**WHAT IS ASKED**
Exactly reproduce the entries, dropping any pictures from your copy.

**RECORD LIST**
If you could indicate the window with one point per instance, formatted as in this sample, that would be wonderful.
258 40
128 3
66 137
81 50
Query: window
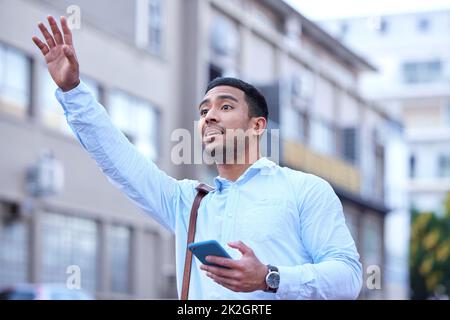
422 72
155 26
14 81
343 29
138 121
447 113
13 247
322 137
423 24
214 72
444 166
119 249
349 144
52 112
412 166
68 241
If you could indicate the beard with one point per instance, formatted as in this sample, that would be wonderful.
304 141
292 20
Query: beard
231 150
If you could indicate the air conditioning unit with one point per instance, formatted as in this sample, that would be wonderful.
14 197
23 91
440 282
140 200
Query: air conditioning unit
46 177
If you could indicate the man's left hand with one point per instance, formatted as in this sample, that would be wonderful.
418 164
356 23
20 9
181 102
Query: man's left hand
247 274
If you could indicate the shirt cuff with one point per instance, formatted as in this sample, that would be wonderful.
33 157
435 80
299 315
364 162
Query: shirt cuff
293 282
70 100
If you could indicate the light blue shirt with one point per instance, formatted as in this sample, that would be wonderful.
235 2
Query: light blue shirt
290 219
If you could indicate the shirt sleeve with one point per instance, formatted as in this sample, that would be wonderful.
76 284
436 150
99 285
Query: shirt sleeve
335 272
138 177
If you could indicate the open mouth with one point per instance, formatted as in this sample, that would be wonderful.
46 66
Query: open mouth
211 133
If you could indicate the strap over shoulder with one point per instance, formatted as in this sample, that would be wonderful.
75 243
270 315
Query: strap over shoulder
203 187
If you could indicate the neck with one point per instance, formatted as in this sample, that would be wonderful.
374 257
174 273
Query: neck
233 171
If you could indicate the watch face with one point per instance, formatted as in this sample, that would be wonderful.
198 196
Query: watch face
273 280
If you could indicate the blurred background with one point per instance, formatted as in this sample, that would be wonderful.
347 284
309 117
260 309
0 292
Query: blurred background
360 94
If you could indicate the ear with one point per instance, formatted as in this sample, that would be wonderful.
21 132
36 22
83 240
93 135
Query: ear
259 125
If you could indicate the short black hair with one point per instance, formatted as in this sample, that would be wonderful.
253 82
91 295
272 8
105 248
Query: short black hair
255 100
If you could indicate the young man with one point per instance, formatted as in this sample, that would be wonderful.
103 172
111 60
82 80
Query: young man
287 227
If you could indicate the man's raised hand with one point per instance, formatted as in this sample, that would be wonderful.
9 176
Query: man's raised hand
59 54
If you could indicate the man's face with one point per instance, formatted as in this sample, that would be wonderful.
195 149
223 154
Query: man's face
222 111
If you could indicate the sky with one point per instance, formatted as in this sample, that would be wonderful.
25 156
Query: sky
329 9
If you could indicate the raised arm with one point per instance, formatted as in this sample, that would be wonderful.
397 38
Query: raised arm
161 196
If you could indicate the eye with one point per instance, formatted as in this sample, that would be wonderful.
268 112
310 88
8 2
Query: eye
203 112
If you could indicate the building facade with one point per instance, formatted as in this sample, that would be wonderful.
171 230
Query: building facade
412 53
150 71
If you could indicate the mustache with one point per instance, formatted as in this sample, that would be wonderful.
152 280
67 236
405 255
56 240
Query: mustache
222 129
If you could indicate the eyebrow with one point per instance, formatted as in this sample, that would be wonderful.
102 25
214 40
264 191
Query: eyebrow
221 97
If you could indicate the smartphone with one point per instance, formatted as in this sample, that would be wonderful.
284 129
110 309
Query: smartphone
208 248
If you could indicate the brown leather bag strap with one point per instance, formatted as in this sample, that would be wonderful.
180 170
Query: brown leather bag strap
202 190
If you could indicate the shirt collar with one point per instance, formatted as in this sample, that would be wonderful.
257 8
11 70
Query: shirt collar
262 164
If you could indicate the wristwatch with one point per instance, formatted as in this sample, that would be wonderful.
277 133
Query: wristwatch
272 279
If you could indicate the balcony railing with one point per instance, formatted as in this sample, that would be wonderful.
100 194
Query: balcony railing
333 170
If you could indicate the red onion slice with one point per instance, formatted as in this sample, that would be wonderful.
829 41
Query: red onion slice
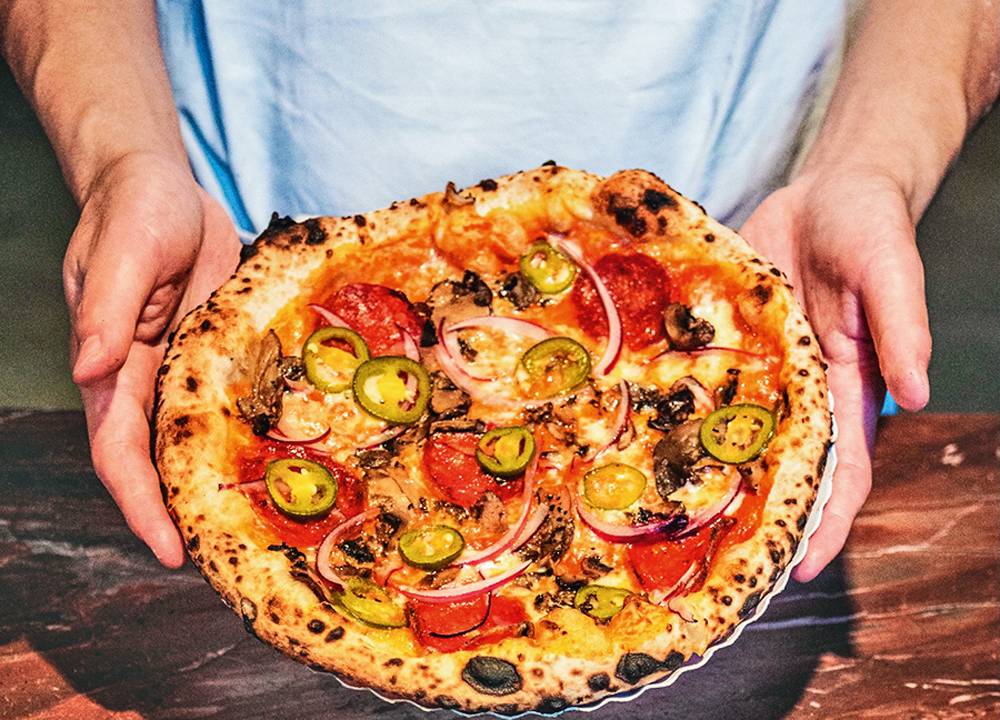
621 418
517 529
614 347
516 326
326 547
278 433
332 318
454 593
627 533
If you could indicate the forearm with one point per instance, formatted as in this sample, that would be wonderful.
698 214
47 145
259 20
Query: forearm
94 73
918 77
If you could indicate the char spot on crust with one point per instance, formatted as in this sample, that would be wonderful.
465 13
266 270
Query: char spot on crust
492 675
751 602
552 704
634 666
599 681
655 200
674 660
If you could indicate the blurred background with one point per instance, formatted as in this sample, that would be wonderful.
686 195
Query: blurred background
959 240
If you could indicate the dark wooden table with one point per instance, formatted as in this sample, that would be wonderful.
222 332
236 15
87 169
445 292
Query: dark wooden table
905 623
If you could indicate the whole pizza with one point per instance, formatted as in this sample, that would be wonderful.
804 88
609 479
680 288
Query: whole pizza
518 446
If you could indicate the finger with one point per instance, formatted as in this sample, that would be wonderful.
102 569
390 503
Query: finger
892 294
119 437
119 279
853 385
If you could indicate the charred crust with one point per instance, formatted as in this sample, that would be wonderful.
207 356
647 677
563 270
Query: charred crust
750 603
655 200
315 234
633 667
626 216
599 682
673 661
552 704
492 675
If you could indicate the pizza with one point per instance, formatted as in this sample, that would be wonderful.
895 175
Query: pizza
517 446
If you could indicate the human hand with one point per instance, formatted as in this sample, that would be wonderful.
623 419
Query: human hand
846 240
150 245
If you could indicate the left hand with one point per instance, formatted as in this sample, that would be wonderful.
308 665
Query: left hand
846 240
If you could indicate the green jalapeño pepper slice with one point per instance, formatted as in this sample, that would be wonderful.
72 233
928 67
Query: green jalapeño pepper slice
395 389
737 433
600 601
329 366
553 367
613 487
300 488
506 451
365 601
549 270
431 547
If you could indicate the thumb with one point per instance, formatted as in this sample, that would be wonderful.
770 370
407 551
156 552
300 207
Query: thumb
893 299
118 280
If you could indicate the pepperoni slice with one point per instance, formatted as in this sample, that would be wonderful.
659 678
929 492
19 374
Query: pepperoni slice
300 533
640 288
450 619
505 619
450 460
377 313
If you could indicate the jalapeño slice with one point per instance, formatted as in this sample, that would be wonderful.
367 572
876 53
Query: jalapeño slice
365 601
329 365
506 451
300 488
549 270
613 487
600 601
431 547
553 367
395 389
737 433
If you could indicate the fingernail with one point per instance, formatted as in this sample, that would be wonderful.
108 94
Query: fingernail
89 355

**FULL SOLUTION**
If you could indicate the window with one point per instance, formatted as in this sample, that would be wonderful.
258 40
128 3
66 137
81 50
Query: window
422 72
155 26
14 81
343 29
138 121
447 113
13 247
322 137
423 24
214 72
444 166
119 249
349 144
52 112
412 166
68 241
If you could indicate the beard with one point per instance, formatted as in this sample, that would be wonderful.
304 141
292 20
Query: beard
231 150
If you could indicate the air conditioning unit with one point per instance, formatted as in this sample, that would be wonderful.
14 197
23 91
440 282
140 200
Query: air conditioning unit
46 177
If you could indicate the man's left hand with one point per instance, formatted as in this sample, that would be wonderful.
418 164
356 23
20 9
181 102
Query: man's left hand
247 274
If you could indicate the shirt cuff with one point per instance, formatted as in this sample, that would be wonderful.
33 157
435 80
299 315
364 162
Query: shirt cuff
293 282
70 100
If you could indicate the light blue shirt with one point per instance, formatted as in this sample, that would be wonderful.
235 2
Query: light blue shirt
290 219
If you could indicate the shirt sleeve with one point per instance, formatted as in this sample, that would be wonderful.
76 284
436 150
99 285
Query: shirt sleeve
335 272
138 177
If you could indicate the open mouth with one point per instance, formatted as in this sample, that would be wonderful.
46 66
Query: open mouth
211 133
If you could indicate the strap over shoulder with one point per instance, formatted as in this sample, that would be wonderful.
75 243
270 315
Query: strap over shoulder
203 187
If you could indicate the neck with one point per instance, formatted as in this sample, that would be wonderful.
374 257
174 273
Query: neck
233 171
If you could indicate the watch face with one point per instance, formatted as in this sample, that would be wonderful.
198 196
Query: watch face
273 280
If you could indicate the blurred background with one point per instance, formatted as in this sample, that would be wonderful.
347 284
309 117
260 309
0 292
Query: blurred background
360 94
If you could indicate the ear with one point per instance, formatted as in this sample, that would be wonderful.
21 132
36 22
83 240
93 135
Query: ear
259 125
If you could indicate the short black hair with one point per instance, formatted as in this sample, that would be wonderful.
253 82
91 295
272 8
105 248
Query: short black hair
255 100
If you could indicate the young man with one point per instance, formatted as in this sample, that would be wonderful.
103 172
111 60
82 80
Query: young man
287 227
If you could indicate the man's raised hand with one point per instance, formatted as in this sample, that would be wonderful.
9 176
Query: man's raised hand
59 54
If you could indicate the man's face with one point per instance, formatted as in this sample, that would be wonderful.
195 149
223 154
Query: man's face
222 111
If you could indicate the sky with one point per instance, formatted as in this sample, that would be wonderful.
25 156
Query: sky
329 9
If you could indicate the raised arm with one point per instance, formatted as in this sample, that would be wonderful.
397 38
Query: raised arm
161 196
If you could indicate the eye with one point per instance, formatted as in this sample, that would be wonderful.
268 112
310 88
8 2
Query: eye
203 112
If you could indicate the building facade with one point per instance, formatted as in this sample, that would be wonderful.
171 230
Query: building facade
412 53
150 71
If you could indicate the mustache with one point per instance, formatted as in this sample, that would be wonderful.
152 280
67 236
405 255
56 240
Query: mustache
222 129
If you could indicate the eyebrow with one point per instance, formatted as in this sample, that would be wonderful.
102 25
214 40
264 191
Query: eyebrow
221 97
If you could indicate the smartphone with one point per instance, formatted as in this sample, that would be wonderful.
284 129
110 309
Query: smartphone
208 248
If you could indicate the brown leather bag strap with one point per instance, formatted as in this sample, that would be wonderful.
180 170
Query: brown leather bag strap
202 190
If you could indicate the shirt collar with one point per instance, formatted as in this sample, that would be wonderful.
257 8
11 70
Query: shirt collar
262 164
If you could indicate the wristwatch with one point per instance, formatted as in this sample, that would be wonderful.
277 133
Query: wristwatch
272 279
If you could indicate the balcony railing with one point per instance, formatted as in this sample, that would be wonderful.
100 194
Query: balcony railing
333 170
If you could indicate the red onion slice with one point per instance, formatted as in this sample, that would be wonderful.
829 41
Query: red onion slice
621 418
517 529
614 347
516 326
326 547
278 433
332 318
454 593
627 533
If you could indicate the forearm with one point per instance, formatted as in this sample, that would be wonderful.
698 214
47 145
259 20
Query: forearm
94 73
918 77
If you could indicate the char spot on crust with one point per instance, formatted as in this sample, that would be wonderful.
465 13
266 270
Query: char spot on crust
492 675
751 602
552 704
634 666
599 681
655 200
674 660
If you could indicate the blurred background with one point per instance, formatted as in this sample, that would be wonderful.
686 195
Query: blurred background
959 240
If you could indicate the dark wooden table with one point per instance, formatted as in this sample, that would be wonderful.
222 332
236 15
87 169
445 292
Query: dark wooden table
905 623
If you could indicate the whole pizza with one point per instance, formatted as in this sample, that would be wonderful.
804 88
609 479
680 288
Query: whole pizza
518 446
If you could indicate the finger with one point per instance, formatted as in this sample, that would be wonderful.
102 569
390 503
Query: finger
892 294
119 437
119 279
853 385
If you could indicate the charred crust with one point per instance, formatted as in this sample, that would be wonderful.
207 356
647 677
563 270
Query: charred crust
750 603
655 200
315 234
633 667
626 216
599 682
673 661
552 704
492 675
If you could indicate the pizza with one point per instance, formatted as in this sample, that would be wonderful.
895 175
Query: pizza
517 446
If you could indicate the human hand with one point per instance, formatted as in this sample, that would be wonderful.
623 419
Query: human hand
846 240
150 245
If you could indicate the left hand with one point per instance, formatted as in this sample, that would be wonderful.
308 665
Query: left hand
846 240
If you could indicate the green jalapeño pepper slice with one point per instance, formatted as in this sample, that would be wonderful.
72 233
928 67
Query: green jalapeño pepper slice
395 389
737 433
600 601
329 366
553 367
613 487
300 488
506 451
365 601
549 270
431 547
If you could indicate the thumb with one point per instance, formatted as in this sample, that would be wonderful.
770 370
407 551
156 552
300 207
Query: thumb
893 299
118 280
If you could indicate the pepperoni slice with one point per instance, formatted as in this sample, that would be wonderful.
659 678
929 492
19 374
Query: pepperoni slice
300 533
640 288
450 619
505 619
450 460
377 313
If you could indicate the jalapeño slice with one point per instance, formatted as in this sample, that would be wonderful.
367 572
876 53
Query: jalapeño slice
365 601
329 365
506 451
300 488
549 270
613 487
600 601
431 547
553 367
395 389
737 433
If you could indicate the fingernail with one point per instance, formatted as in this sample, that would be wonderful.
108 94
Query: fingernail
89 355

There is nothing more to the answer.